__Problem to solve__: Wherever the word "stroller" appears in a line of the records, copy that line.

__Supplied records__:
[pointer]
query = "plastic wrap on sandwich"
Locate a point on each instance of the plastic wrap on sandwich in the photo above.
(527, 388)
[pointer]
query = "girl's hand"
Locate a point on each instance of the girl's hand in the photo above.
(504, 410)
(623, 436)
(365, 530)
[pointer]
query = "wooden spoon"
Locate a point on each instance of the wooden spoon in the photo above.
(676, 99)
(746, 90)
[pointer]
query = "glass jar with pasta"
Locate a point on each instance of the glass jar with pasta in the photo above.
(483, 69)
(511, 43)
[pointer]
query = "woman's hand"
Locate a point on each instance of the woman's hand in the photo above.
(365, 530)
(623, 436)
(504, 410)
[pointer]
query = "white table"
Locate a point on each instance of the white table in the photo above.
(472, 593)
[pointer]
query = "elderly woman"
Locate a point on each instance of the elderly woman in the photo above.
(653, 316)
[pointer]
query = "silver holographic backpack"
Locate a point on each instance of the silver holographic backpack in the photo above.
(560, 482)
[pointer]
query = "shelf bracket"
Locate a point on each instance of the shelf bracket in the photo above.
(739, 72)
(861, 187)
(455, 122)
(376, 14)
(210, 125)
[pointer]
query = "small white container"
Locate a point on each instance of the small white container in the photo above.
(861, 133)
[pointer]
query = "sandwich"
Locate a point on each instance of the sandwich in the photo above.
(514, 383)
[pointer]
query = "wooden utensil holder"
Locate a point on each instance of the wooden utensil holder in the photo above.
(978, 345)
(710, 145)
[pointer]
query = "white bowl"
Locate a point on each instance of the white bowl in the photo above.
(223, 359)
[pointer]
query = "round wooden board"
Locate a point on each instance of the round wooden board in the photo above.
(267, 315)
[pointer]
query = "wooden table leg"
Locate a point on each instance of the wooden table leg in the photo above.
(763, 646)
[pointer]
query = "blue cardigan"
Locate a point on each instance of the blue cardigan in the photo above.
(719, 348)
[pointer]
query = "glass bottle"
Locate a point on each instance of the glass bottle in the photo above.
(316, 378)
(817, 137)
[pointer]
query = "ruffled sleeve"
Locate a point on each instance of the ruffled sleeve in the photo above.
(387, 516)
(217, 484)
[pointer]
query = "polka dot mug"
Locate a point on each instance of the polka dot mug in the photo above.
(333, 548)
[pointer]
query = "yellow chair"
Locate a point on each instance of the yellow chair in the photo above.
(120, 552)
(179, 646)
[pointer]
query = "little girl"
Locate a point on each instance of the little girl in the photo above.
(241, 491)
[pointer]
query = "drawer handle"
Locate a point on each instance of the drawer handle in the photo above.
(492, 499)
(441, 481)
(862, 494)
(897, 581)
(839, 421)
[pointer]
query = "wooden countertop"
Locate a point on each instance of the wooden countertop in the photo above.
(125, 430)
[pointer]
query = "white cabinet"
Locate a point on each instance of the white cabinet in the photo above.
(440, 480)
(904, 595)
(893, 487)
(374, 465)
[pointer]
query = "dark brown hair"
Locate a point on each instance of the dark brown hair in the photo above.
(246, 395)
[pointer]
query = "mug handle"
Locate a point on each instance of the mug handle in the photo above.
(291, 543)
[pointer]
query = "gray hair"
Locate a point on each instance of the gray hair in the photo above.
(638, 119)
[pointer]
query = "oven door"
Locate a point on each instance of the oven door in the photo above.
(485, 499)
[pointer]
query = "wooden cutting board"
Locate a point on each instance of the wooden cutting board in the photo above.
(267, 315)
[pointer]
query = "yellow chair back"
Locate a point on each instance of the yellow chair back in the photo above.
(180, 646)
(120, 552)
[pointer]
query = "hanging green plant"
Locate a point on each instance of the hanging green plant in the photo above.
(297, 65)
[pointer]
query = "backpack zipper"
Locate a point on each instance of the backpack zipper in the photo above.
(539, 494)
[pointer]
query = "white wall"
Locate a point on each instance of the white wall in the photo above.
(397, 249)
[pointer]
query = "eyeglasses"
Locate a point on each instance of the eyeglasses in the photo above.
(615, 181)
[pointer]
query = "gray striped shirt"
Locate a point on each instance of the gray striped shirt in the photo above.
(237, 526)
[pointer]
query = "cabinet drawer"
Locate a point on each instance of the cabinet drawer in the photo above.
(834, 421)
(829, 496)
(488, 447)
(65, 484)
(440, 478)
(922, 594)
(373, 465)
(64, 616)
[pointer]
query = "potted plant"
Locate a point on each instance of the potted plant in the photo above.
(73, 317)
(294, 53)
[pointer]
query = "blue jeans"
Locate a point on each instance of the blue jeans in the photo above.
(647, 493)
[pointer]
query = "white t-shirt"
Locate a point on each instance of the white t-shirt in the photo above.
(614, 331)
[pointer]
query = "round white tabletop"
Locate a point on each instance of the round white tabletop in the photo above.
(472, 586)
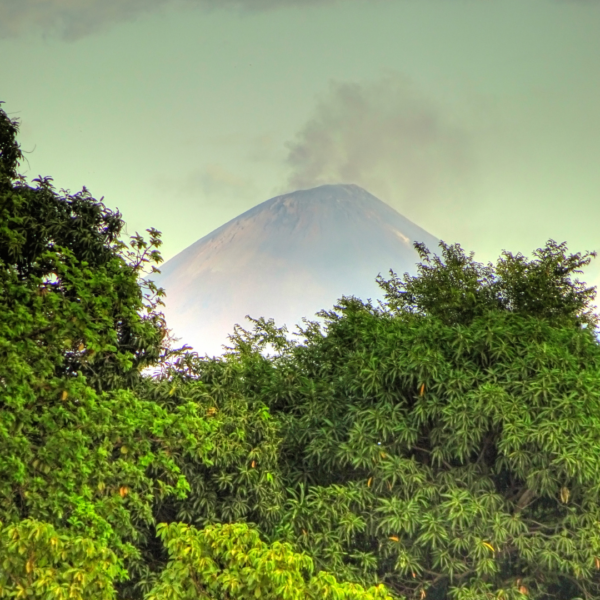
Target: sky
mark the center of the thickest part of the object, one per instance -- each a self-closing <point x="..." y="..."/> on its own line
<point x="479" y="120"/>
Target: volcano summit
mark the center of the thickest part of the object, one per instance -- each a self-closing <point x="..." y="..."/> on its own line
<point x="286" y="258"/>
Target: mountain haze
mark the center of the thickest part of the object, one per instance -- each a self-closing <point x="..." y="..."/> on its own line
<point x="286" y="258"/>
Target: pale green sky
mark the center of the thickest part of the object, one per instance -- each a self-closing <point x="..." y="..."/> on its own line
<point x="479" y="120"/>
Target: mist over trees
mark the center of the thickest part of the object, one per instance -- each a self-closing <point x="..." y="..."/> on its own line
<point x="442" y="444"/>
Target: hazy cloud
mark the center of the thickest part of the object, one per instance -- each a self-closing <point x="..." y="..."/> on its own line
<point x="213" y="181"/>
<point x="73" y="19"/>
<point x="384" y="136"/>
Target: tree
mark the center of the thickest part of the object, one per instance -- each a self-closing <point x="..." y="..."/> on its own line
<point x="447" y="442"/>
<point x="83" y="455"/>
<point x="95" y="453"/>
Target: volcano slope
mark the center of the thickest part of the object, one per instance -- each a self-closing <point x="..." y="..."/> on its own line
<point x="286" y="258"/>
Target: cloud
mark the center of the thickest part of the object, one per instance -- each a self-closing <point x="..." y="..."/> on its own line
<point x="384" y="136"/>
<point x="74" y="19"/>
<point x="211" y="182"/>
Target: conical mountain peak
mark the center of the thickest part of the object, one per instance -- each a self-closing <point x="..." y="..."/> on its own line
<point x="286" y="258"/>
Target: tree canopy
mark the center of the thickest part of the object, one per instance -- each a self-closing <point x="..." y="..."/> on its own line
<point x="444" y="443"/>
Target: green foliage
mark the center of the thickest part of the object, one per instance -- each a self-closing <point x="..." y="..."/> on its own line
<point x="38" y="562"/>
<point x="230" y="561"/>
<point x="448" y="442"/>
<point x="80" y="450"/>
<point x="444" y="444"/>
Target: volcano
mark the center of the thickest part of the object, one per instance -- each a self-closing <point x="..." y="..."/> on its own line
<point x="286" y="258"/>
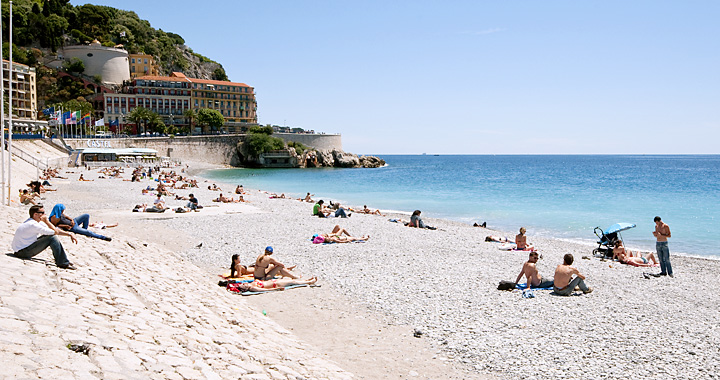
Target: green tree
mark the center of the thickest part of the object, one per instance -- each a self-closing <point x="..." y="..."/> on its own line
<point x="212" y="119"/>
<point x="140" y="116"/>
<point x="52" y="34"/>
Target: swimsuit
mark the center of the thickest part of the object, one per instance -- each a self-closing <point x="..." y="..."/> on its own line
<point x="260" y="284"/>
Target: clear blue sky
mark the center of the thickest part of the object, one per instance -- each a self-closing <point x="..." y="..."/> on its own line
<point x="469" y="77"/>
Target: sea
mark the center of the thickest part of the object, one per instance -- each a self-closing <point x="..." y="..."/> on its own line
<point x="560" y="196"/>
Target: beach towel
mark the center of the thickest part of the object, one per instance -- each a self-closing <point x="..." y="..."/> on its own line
<point x="235" y="290"/>
<point x="524" y="286"/>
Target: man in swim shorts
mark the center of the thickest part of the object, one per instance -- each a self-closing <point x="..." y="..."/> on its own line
<point x="532" y="275"/>
<point x="564" y="283"/>
<point x="662" y="233"/>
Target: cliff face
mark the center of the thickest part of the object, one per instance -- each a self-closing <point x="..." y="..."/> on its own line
<point x="196" y="67"/>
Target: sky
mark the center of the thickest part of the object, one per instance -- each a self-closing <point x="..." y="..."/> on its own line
<point x="469" y="77"/>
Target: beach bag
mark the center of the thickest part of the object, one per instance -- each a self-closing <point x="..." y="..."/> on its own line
<point x="506" y="285"/>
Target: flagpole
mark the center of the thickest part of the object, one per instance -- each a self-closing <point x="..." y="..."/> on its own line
<point x="10" y="112"/>
<point x="2" y="119"/>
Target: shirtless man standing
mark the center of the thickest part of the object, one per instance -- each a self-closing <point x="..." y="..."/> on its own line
<point x="662" y="233"/>
<point x="521" y="241"/>
<point x="563" y="284"/>
<point x="533" y="277"/>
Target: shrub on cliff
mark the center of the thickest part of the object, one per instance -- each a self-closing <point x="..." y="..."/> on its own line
<point x="259" y="143"/>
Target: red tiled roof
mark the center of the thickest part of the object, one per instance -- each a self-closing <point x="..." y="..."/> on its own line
<point x="217" y="82"/>
<point x="166" y="79"/>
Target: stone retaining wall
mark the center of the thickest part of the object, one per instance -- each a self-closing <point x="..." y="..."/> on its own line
<point x="216" y="149"/>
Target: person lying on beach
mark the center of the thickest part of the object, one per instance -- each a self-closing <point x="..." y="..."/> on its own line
<point x="224" y="199"/>
<point x="267" y="267"/>
<point x="336" y="236"/>
<point x="272" y="285"/>
<point x="498" y="239"/>
<point x="237" y="269"/>
<point x="532" y="275"/>
<point x="416" y="221"/>
<point x="366" y="210"/>
<point x="143" y="208"/>
<point x="78" y="225"/>
<point x="36" y="234"/>
<point x="564" y="283"/>
<point x="626" y="257"/>
<point x="521" y="241"/>
<point x="319" y="210"/>
<point x="28" y="199"/>
<point x="308" y="198"/>
<point x="159" y="203"/>
<point x="102" y="226"/>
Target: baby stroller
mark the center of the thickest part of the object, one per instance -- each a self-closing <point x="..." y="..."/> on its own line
<point x="608" y="238"/>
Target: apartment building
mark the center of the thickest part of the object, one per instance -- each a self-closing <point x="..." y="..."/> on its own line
<point x="235" y="101"/>
<point x="168" y="97"/>
<point x="24" y="90"/>
<point x="142" y="64"/>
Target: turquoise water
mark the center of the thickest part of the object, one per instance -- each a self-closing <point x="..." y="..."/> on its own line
<point x="558" y="196"/>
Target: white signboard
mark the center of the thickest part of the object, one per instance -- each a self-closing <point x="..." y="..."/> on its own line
<point x="98" y="144"/>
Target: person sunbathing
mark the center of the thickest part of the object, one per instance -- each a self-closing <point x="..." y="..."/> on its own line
<point x="366" y="210"/>
<point x="336" y="236"/>
<point x="521" y="241"/>
<point x="78" y="225"/>
<point x="267" y="267"/>
<point x="416" y="221"/>
<point x="273" y="285"/>
<point x="625" y="256"/>
<point x="28" y="199"/>
<point x="498" y="239"/>
<point x="223" y="199"/>
<point x="237" y="269"/>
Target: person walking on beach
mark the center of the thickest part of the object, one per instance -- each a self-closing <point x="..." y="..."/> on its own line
<point x="36" y="234"/>
<point x="532" y="275"/>
<point x="662" y="233"/>
<point x="563" y="283"/>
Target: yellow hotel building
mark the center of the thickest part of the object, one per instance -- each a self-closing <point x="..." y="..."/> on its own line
<point x="235" y="101"/>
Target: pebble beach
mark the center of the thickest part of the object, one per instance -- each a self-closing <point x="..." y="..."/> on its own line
<point x="433" y="294"/>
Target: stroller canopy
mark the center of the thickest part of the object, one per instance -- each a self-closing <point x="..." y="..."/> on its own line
<point x="617" y="227"/>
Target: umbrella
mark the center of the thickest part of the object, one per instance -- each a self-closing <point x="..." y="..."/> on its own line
<point x="617" y="227"/>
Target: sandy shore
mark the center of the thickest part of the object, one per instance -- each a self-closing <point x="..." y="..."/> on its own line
<point x="443" y="283"/>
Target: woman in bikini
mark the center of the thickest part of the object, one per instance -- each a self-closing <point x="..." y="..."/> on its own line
<point x="267" y="267"/>
<point x="271" y="285"/>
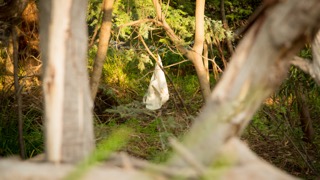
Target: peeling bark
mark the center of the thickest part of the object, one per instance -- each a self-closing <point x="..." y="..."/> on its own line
<point x="68" y="105"/>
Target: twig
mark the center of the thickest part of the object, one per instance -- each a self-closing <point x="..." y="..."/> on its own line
<point x="18" y="88"/>
<point x="187" y="156"/>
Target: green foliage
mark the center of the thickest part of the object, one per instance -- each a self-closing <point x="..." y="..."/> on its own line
<point x="117" y="139"/>
<point x="215" y="32"/>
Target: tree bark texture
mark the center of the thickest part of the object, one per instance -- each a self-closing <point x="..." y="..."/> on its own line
<point x="257" y="68"/>
<point x="68" y="105"/>
<point x="104" y="37"/>
<point x="195" y="54"/>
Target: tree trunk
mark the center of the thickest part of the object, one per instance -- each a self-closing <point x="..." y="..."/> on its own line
<point x="197" y="59"/>
<point x="257" y="68"/>
<point x="225" y="25"/>
<point x="195" y="55"/>
<point x="104" y="36"/>
<point x="68" y="105"/>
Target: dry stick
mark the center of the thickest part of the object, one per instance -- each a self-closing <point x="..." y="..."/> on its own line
<point x="305" y="159"/>
<point x="175" y="89"/>
<point x="225" y="25"/>
<point x="18" y="92"/>
<point x="96" y="29"/>
<point x="104" y="36"/>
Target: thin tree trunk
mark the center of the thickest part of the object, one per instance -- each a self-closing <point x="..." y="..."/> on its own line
<point x="206" y="59"/>
<point x="305" y="119"/>
<point x="18" y="88"/>
<point x="225" y="25"/>
<point x="194" y="55"/>
<point x="197" y="59"/>
<point x="68" y="104"/>
<point x="257" y="68"/>
<point x="104" y="37"/>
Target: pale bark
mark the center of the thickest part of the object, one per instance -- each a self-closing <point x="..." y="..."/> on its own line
<point x="194" y="55"/>
<point x="225" y="25"/>
<point x="68" y="105"/>
<point x="257" y="68"/>
<point x="104" y="36"/>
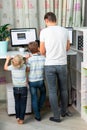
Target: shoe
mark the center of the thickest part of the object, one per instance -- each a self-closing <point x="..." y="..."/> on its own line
<point x="69" y="114"/>
<point x="21" y="122"/>
<point x="38" y="119"/>
<point x="54" y="119"/>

__Response to this exercise__:
Target: baby stroller
Target: stroller canopy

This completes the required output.